TASK TO CARRY OUT
Convert all of the records below into a numbered list with one entry per line, skipping blank lines and leaving out the pictures.

EXTRACTED MATERIAL
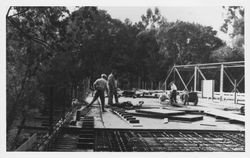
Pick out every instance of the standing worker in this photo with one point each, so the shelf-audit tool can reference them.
(173, 92)
(100, 85)
(112, 87)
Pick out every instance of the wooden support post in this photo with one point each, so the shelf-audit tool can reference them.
(235, 90)
(221, 81)
(195, 78)
(64, 103)
(51, 109)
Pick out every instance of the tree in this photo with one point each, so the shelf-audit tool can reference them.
(32, 36)
(187, 43)
(235, 19)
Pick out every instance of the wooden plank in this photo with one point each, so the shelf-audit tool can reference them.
(186, 117)
(163, 112)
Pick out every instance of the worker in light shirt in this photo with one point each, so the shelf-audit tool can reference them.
(173, 92)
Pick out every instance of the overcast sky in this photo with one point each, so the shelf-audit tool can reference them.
(208, 16)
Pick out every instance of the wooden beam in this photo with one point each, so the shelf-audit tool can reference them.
(181, 79)
(212, 64)
(165, 82)
(240, 80)
(190, 79)
(201, 73)
(221, 81)
(195, 78)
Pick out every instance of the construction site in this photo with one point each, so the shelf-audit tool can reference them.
(80, 80)
(144, 122)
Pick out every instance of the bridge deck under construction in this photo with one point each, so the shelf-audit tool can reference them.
(150, 140)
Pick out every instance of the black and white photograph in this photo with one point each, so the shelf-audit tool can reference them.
(99, 78)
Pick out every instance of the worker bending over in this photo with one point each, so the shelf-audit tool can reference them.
(112, 87)
(173, 92)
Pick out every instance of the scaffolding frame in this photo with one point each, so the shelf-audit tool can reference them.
(197, 69)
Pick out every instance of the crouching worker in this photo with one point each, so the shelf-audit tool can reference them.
(100, 85)
(173, 92)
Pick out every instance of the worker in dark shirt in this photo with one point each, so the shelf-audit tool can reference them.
(100, 85)
(112, 87)
(173, 92)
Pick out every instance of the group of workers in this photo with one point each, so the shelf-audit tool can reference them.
(108, 84)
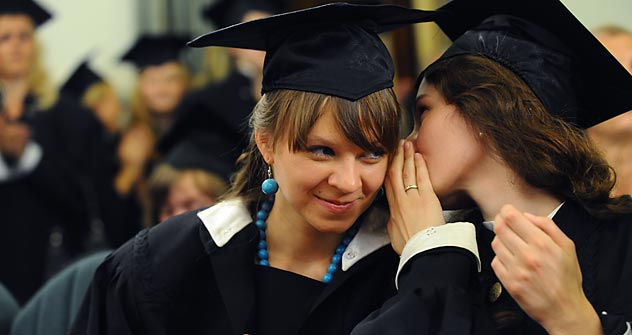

FINAL RESULT
1. Pick out every instance of the standing worker in this photo with one point each, so the shelf-audit tool can reference them.
2. (173, 92)
3. (100, 85)
4. (112, 87)
5. Pick out every instance of the wooden support post in this photo with one point each, so the shelf-audit tool can reference them.
6. (235, 90)
7. (221, 81)
8. (195, 78)
9. (64, 103)
10. (51, 109)
11. Pick out every instance of the tree in this photo with one point each, so the shelf-audit tool can reference them.
12. (32, 36)
13. (187, 43)
14. (235, 19)
15. Pick out every instance of the wooden plank in this photo with one point each, so the shelf-audit tool can reference them.
16. (186, 117)
17. (163, 112)
18. Pick out every instance of the worker in light shirt in this photo with one point each, so the shelf-audit tool can reference them.
19. (173, 92)
20. Pick out every instance of the overcast sky in this photo with one point each, so the shelf-audit tool can reference them.
21. (208, 16)
22. Pick out every instance of the wooden beam in this photo with one point each, so the shelf-audit tool can reference them.
23. (181, 79)
24. (212, 64)
25. (165, 82)
26. (240, 80)
27. (190, 79)
28. (201, 73)
29. (221, 81)
30. (195, 78)
31. Pick out every instance of the construction site in this photo with one point each, so the shelf-audit tool can reference them.
32. (80, 80)
33. (144, 122)
34. Pick out every instance of the bridge deck under construction in this photo with one point each, so the shelf-audit tool can reference them.
35. (150, 140)
36. Pick out every instance of the black and white photograph in this photo with one point each, so the shelf-audit tool can reference them.
37. (99, 78)
38. Pick out every instance of the worker bending over in this photo with one point each, so the shelf-audit tool can reference them.
39. (112, 87)
40. (173, 92)
41. Pick out every instance of the scaffolding frame in this photo with one point each, so the shelf-audit tool can reference them.
42. (197, 69)
43. Pick out every instance of the crouching worker in this photo with one point each, so the shelf-audit tool can reference them.
44. (100, 85)
45. (173, 92)
46. Pick out every instance of the worker in dark shirt in this photo with one point each, so the shelf-audit tool can reference them.
47. (100, 85)
48. (112, 87)
49. (173, 92)
50. Pick out every instance of the group of workers in this photo with one point each, so the shelf-audit tool can reference them.
51. (108, 84)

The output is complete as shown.